[Outline annotation data]

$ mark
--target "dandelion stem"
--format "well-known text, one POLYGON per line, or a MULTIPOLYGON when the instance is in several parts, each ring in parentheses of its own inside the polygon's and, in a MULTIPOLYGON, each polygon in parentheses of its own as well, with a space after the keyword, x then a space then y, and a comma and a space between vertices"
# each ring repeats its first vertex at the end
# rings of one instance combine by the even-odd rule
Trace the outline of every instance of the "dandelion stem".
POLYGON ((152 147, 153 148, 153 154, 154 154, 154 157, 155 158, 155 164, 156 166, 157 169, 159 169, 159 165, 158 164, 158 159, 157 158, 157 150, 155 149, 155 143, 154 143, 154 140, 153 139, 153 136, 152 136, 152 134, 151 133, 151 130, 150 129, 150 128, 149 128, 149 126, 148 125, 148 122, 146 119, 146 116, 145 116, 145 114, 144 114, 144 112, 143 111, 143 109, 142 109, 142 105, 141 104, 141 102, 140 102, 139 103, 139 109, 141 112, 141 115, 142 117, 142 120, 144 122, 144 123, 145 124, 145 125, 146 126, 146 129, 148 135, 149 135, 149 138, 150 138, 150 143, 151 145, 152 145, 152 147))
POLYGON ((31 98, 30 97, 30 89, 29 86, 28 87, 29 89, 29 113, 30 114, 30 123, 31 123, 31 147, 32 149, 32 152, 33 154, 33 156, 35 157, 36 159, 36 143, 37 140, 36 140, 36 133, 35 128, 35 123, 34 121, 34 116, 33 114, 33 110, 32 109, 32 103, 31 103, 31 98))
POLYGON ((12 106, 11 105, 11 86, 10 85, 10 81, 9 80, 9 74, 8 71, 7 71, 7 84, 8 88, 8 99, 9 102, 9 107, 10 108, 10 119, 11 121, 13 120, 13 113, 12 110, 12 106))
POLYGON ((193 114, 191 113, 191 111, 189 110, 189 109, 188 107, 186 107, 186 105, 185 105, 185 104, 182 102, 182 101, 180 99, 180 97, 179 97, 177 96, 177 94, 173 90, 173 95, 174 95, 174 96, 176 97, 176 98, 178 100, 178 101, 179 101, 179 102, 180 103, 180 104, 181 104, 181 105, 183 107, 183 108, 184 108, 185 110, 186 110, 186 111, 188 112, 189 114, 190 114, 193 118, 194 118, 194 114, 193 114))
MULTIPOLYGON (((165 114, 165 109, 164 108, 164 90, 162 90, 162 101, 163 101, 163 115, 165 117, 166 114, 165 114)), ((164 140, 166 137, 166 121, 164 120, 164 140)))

PROBLEM DESCRIPTION:
Convert every line of the data above into a Markdown table with the columns "No." and "Entry", numbering the rows in order and omitting blank lines.

ANSWER FOR THE TASK:
| No. | Entry |
|---|---|
| 1 | $ mark |
| 2 | --target "dandelion stem" |
| 3 | --format "well-known text, one POLYGON per line, or a MULTIPOLYGON when the instance is in several parts, each ring in parentheses of its own inside the polygon's and, in a MULTIPOLYGON, each polygon in parentheses of its own as well, with a space after the keyword, x then a space then y, and a comma and a space between vertices" |
| 4 | # each ring repeats its first vertex at the end |
| 5 | # rings of one instance combine by the even-odd rule |
| 6 | Trace the outline of every instance of the "dandelion stem". |
| 7 | POLYGON ((152 147, 153 148, 153 154, 154 154, 154 157, 155 158, 155 164, 156 166, 157 169, 159 169, 159 165, 158 164, 158 159, 157 158, 157 150, 155 149, 155 143, 154 143, 154 140, 153 139, 153 136, 152 136, 152 134, 151 133, 151 130, 150 129, 150 128, 149 128, 149 126, 148 125, 148 122, 146 119, 146 116, 145 116, 145 114, 144 114, 144 112, 143 111, 143 109, 142 109, 142 105, 141 104, 141 102, 140 102, 139 103, 139 109, 141 112, 141 115, 142 117, 142 120, 144 122, 144 123, 145 124, 145 125, 146 126, 146 129, 148 135, 149 135, 149 138, 150 138, 150 143, 151 145, 152 145, 152 147)) |
| 8 | POLYGON ((31 98, 30 97, 30 89, 29 86, 28 87, 29 89, 29 113, 30 114, 30 123, 31 123, 31 147, 32 149, 32 152, 33 154, 33 156, 35 157, 36 159, 36 143, 37 140, 36 140, 36 133, 35 128, 35 123, 34 121, 34 116, 33 114, 33 110, 32 109, 32 103, 31 103, 31 98)) |
| 9 | POLYGON ((12 106, 11 105, 11 86, 10 85, 10 81, 9 80, 9 74, 8 71, 7 71, 7 84, 8 88, 8 99, 9 102, 9 107, 10 108, 10 119, 11 121, 13 120, 13 113, 12 110, 12 106)) |
| 10 | POLYGON ((193 114, 191 113, 191 111, 189 110, 189 109, 188 107, 186 107, 186 105, 185 105, 185 104, 182 102, 182 101, 180 99, 180 97, 179 97, 177 96, 177 94, 173 90, 173 95, 174 95, 174 96, 176 97, 176 98, 178 100, 178 101, 179 101, 179 102, 180 103, 180 104, 181 104, 181 105, 183 107, 183 108, 184 108, 185 110, 186 110, 186 111, 188 112, 189 114, 190 114, 193 118, 194 118, 194 114, 193 114)) |
| 11 | MULTIPOLYGON (((165 114, 165 109, 164 108, 164 90, 162 90, 162 101, 163 101, 163 115, 165 117, 166 114, 165 114)), ((164 140, 166 137, 166 121, 164 120, 164 140))) |